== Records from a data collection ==
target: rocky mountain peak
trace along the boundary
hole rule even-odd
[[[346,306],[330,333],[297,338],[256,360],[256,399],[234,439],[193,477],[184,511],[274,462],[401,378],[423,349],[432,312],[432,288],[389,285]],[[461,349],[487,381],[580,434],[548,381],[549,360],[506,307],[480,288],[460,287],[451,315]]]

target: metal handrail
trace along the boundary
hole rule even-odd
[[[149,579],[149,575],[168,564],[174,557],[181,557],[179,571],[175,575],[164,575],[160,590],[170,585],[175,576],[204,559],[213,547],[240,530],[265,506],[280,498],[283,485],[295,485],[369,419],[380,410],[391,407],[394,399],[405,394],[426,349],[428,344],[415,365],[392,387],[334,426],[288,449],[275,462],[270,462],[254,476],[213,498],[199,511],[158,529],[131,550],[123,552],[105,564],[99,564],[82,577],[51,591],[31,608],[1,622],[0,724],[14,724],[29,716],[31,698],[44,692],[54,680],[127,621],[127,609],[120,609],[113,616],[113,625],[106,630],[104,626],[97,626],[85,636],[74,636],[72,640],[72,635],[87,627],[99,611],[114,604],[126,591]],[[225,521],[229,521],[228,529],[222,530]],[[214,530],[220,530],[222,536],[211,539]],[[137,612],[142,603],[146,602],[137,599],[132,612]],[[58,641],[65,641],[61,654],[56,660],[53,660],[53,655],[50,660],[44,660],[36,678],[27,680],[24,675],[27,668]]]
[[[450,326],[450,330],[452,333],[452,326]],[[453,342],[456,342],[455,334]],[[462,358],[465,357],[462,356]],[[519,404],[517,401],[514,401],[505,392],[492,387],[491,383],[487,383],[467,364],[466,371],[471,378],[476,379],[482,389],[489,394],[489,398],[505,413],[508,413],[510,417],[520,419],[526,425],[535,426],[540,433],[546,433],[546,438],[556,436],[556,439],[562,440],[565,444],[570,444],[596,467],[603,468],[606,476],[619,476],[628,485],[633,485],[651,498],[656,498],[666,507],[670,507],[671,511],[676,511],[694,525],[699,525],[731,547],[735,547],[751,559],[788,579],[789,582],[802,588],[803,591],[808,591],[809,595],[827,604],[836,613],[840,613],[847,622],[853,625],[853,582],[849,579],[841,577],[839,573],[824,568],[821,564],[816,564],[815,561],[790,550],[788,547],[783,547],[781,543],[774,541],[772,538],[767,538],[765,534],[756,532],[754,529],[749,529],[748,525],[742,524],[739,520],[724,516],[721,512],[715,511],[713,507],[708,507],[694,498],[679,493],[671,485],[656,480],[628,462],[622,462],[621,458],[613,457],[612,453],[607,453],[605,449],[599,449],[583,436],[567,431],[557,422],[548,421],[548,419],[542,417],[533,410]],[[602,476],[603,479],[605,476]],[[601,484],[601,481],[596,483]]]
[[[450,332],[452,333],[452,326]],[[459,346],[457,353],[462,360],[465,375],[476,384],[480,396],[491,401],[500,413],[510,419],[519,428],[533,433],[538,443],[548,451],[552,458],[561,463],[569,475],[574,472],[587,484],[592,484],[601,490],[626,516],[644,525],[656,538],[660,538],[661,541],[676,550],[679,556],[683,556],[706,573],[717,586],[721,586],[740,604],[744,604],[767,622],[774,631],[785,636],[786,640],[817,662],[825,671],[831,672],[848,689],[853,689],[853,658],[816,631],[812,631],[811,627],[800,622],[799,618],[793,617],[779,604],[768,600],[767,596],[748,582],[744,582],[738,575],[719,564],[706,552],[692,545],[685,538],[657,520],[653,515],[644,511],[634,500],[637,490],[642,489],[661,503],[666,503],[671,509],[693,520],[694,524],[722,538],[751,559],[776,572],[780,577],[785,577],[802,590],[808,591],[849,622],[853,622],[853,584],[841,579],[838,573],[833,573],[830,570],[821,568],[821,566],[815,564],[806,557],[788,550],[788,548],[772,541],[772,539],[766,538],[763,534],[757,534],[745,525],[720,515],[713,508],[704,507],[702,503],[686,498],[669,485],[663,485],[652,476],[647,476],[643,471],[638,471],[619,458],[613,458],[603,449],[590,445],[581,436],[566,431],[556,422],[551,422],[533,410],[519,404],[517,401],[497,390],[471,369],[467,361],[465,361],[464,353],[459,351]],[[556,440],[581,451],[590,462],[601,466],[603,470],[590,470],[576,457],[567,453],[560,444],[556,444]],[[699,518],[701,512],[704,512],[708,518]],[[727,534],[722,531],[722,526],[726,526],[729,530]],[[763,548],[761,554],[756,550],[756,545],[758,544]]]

== DO THIS ==
Count the lines of the data above that contain the string "target", treating case as significant, and give only the number.

== ANSWER TO THE TASK ==
2